* Documento *
..............................

«Me llamaron para comunicarme el Max y creí que era un timo para cambiar de compañía de móvil»
Ignacio Aranguren y Vicente Galbete han sido galardonados con el Max por su trayectoria como responsables del Taller de Teatro Escolar del Instituto Navarro Villoslada de Iruñea. El Comité Organizador les reconoce por impulsar el teatro en las aulas sacando a la luz actores, creadores y público.

Eligen ellos un apartado del Café Iruña al que se accede por una escalera de caracol para estar tranquilos. Sonríen felices. Se lo están pasando bien con esto del premio Max. Tienen tanta química entre ellos que pronto convierten la entrevista en una suerte de dos contra uno frente al periodista, a quien desbordan y acaban contando lo que les da la gana. Ojalá todas las entrevistas fueran así.
¿Qué aporta el teatro a un adolescente?
Ignacio Aranguren: Es un gran amplificador. Amplifica lo bueno, afortunadamente, aunque en la adolescencia también puede amplificar cierto vedetismo, un excesivo afán de lucimiento. Por eso un profesor de teatro tiene que saber bastante de teatro. Desde el año 1978 cuando empezamos con el taller hasta 2013, que me jubilé, vi un cambio muy radical en ese sentido en unos pocos adolescentes que venían al taller. Se volvieron muy del yo, yo y yo. Pero, gracias al cielo, la mayoría no cambia en ese sentido. La mayoría vive la sorpresa y la novedad. El teatro aporta saber estar en grupo, compartir las decisiones, expresar, contar, disciplina de trabajo.
Vicente Galbete: Aporta mucho más de lo que imaginas, tiene muchos más frentes. Algunos chavales jamás se habían visto en la necesidad de apretar un tornillo, y no aprenden, si no se les enseña.
Y de repente, usted les ponía a montar las tramoyas.
V.G.: Al preparar una obra se les presentan muchas situaciones por primera vez.
I.A.: ¡Es un filón de situaciones educativas! Suelo decir que hay que lograr que cada hora valga por sí misma. La de fregar un escenario vale tanto como un ensayo. Son momentos muy bonitos esos: los de verles con el mocho.
¿Os siguen parando aquellos chavales?

..............................

* Datos proporcionados *

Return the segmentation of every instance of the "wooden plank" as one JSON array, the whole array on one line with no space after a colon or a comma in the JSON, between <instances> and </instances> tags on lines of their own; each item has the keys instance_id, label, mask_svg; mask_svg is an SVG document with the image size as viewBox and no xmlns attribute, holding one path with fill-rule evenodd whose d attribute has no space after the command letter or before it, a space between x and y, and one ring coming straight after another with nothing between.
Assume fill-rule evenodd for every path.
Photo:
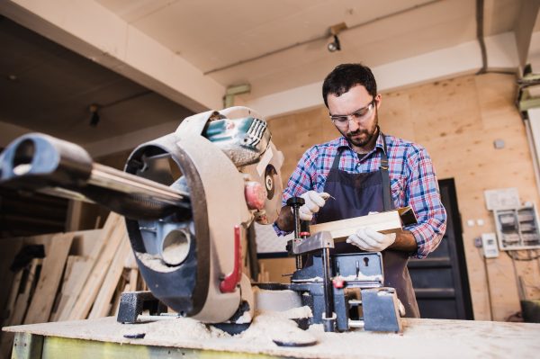
<instances>
[{"instance_id":1,"label":"wooden plank","mask_svg":"<svg viewBox=\"0 0 540 359\"><path fill-rule=\"evenodd\" d=\"M118 286L118 282L124 269L124 262L130 252L130 240L127 238L127 233L122 239L119 250L109 267L105 280L99 289L99 293L95 298L92 310L88 316L89 319L96 319L106 317L111 307L111 300L114 295L114 291Z\"/></svg>"},{"instance_id":2,"label":"wooden plank","mask_svg":"<svg viewBox=\"0 0 540 359\"><path fill-rule=\"evenodd\" d=\"M14 309L15 307L15 301L17 300L17 296L19 295L19 290L21 289L21 281L22 280L23 273L24 271L22 269L20 269L15 274L15 277L14 278L14 283L12 284L12 289L9 293L9 298L5 306L5 317L4 324L7 324L9 319L13 315Z\"/></svg>"},{"instance_id":3,"label":"wooden plank","mask_svg":"<svg viewBox=\"0 0 540 359\"><path fill-rule=\"evenodd\" d=\"M111 237L107 238L107 242L104 247L100 257L92 268L92 272L90 273L85 287L79 293L77 301L75 303L71 313L68 315L70 320L84 319L87 317L92 304L99 292L107 270L114 258L114 254L117 252L118 247L125 236L125 224L123 222L119 223L114 228ZM122 258L122 260L124 259L125 258Z\"/></svg>"},{"instance_id":4,"label":"wooden plank","mask_svg":"<svg viewBox=\"0 0 540 359\"><path fill-rule=\"evenodd\" d=\"M388 211L367 216L334 220L315 224L310 227L313 235L323 230L329 231L333 238L343 238L355 234L361 227L370 227L382 233L392 233L401 230L401 220L399 211Z\"/></svg>"},{"instance_id":5,"label":"wooden plank","mask_svg":"<svg viewBox=\"0 0 540 359\"><path fill-rule=\"evenodd\" d=\"M78 283L81 282L81 273L88 265L86 258L82 256L68 256L64 272L64 279L60 292L58 296L58 305L50 315L50 321L58 321L66 310L66 306L70 298L77 295Z\"/></svg>"},{"instance_id":6,"label":"wooden plank","mask_svg":"<svg viewBox=\"0 0 540 359\"><path fill-rule=\"evenodd\" d=\"M24 289L22 293L19 293L14 309L14 315L11 317L9 325L22 324L26 315L26 310L29 305L30 296L34 287L36 280L36 272L38 267L41 265L43 260L41 258L34 258L28 269L28 276L24 283Z\"/></svg>"},{"instance_id":7,"label":"wooden plank","mask_svg":"<svg viewBox=\"0 0 540 359\"><path fill-rule=\"evenodd\" d=\"M207 357L213 357L213 353L220 351L220 353L227 353L229 357L234 358L242 357L247 354L279 357L350 358L359 356L352 355L358 348L359 344L362 345L363 357L416 358L418 356L418 343L424 343L428 339L430 345L422 347L420 355L422 357L536 358L540 352L540 341L538 341L540 324L421 319L403 319L404 330L401 335L364 330L333 333L324 332L321 329L312 330L312 328L308 331L308 334L317 339L316 346L278 346L272 340L273 328L267 324L269 317L265 316L264 313L259 316L260 320L256 317L249 328L242 335L234 337L224 337L222 334L219 337L213 336L208 333L209 329L203 324L198 323L195 326L193 319L182 318L163 320L158 323L159 325L156 325L156 322L123 325L116 322L114 318L104 318L70 323L22 326L7 329L47 336L46 341L61 339L63 345L58 345L54 353L48 352L47 355L45 353L43 355L44 357L55 359L148 357L150 355L148 347L153 346L166 348L171 353L177 353L172 350L173 348L197 348L204 350L200 353L201 356ZM276 319L275 317L273 319ZM281 326L279 322L277 324L278 330L283 331L284 328L291 336L301 331L299 328L291 328L286 325ZM194 328L197 330L194 330ZM146 336L140 339L128 339L123 337L123 334L127 333L145 333ZM100 348L91 350L86 346L76 346L68 349L70 346L67 342L76 339L86 339L85 344L99 344ZM256 345L254 345L255 340ZM108 347L114 346L113 343L118 343L118 346L122 345L122 346L115 352L107 351ZM43 350L50 350L49 346L46 343ZM76 347L78 349L76 352ZM141 352L140 355L131 354L130 350L133 347L138 348L137 350L142 348L147 352ZM445 353L449 355L446 355ZM180 357L189 357L188 355L183 356L183 353L177 355ZM174 357L172 354L170 357Z\"/></svg>"},{"instance_id":8,"label":"wooden plank","mask_svg":"<svg viewBox=\"0 0 540 359\"><path fill-rule=\"evenodd\" d=\"M137 280L139 279L139 269L130 269L130 289L129 292L137 291Z\"/></svg>"},{"instance_id":9,"label":"wooden plank","mask_svg":"<svg viewBox=\"0 0 540 359\"><path fill-rule=\"evenodd\" d=\"M73 292L75 293L75 295L72 295L68 299L68 301L62 309L62 311L60 312L58 320L68 320L71 318L70 314L73 311L74 306L77 302L81 292L83 292L85 284L88 280L90 274L92 273L92 269L95 265L95 263L97 262L99 256L104 251L104 247L105 247L107 241L110 239L112 232L116 229L116 226L118 225L120 220L121 216L113 212L111 212L111 214L109 214L109 217L107 217L107 220L105 221L103 229L101 229L101 234L97 238L96 243L92 247L92 251L86 258L86 265L80 272L78 282L75 283L75 286L73 288Z\"/></svg>"},{"instance_id":10,"label":"wooden plank","mask_svg":"<svg viewBox=\"0 0 540 359\"><path fill-rule=\"evenodd\" d=\"M58 234L50 239L51 243L49 250L45 252L38 285L24 319L24 324L49 320L72 240L71 233Z\"/></svg>"},{"instance_id":11,"label":"wooden plank","mask_svg":"<svg viewBox=\"0 0 540 359\"><path fill-rule=\"evenodd\" d=\"M4 326L13 326L22 324L26 314L30 295L34 287L35 274L40 265L41 265L41 258L34 258L31 264L21 272L24 272L25 281L21 282L22 292L17 293L15 304L10 313L9 318L4 320ZM23 275L23 276L24 276ZM11 346L14 342L14 335L12 333L2 333L0 336L0 355L3 358L9 357Z\"/></svg>"}]
</instances>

..............................

* Enunciado 1 *
Responde con datos de la entrevista:
(a) ¿En qué instituto está el Taller de Teatro Escolar?
(b) ¿En qué año empezaron con el taller?
(c) ¿En qué café se hace la entrevista?
* Enunciado 2 *
Cuenta las líneas del listado que contienen la palabra "every", distinguiendo entre mayúsculas y minúsculas, y da solo el número.
El listado no guarda ninguna relación con la entrevista.

* Salida esperada 1 *
(a) En el Instituto Navarro Villoslada de Iruñea.
(b) En 1978.
(c) En el Café Iruña.

* Salida esperada 2 *
2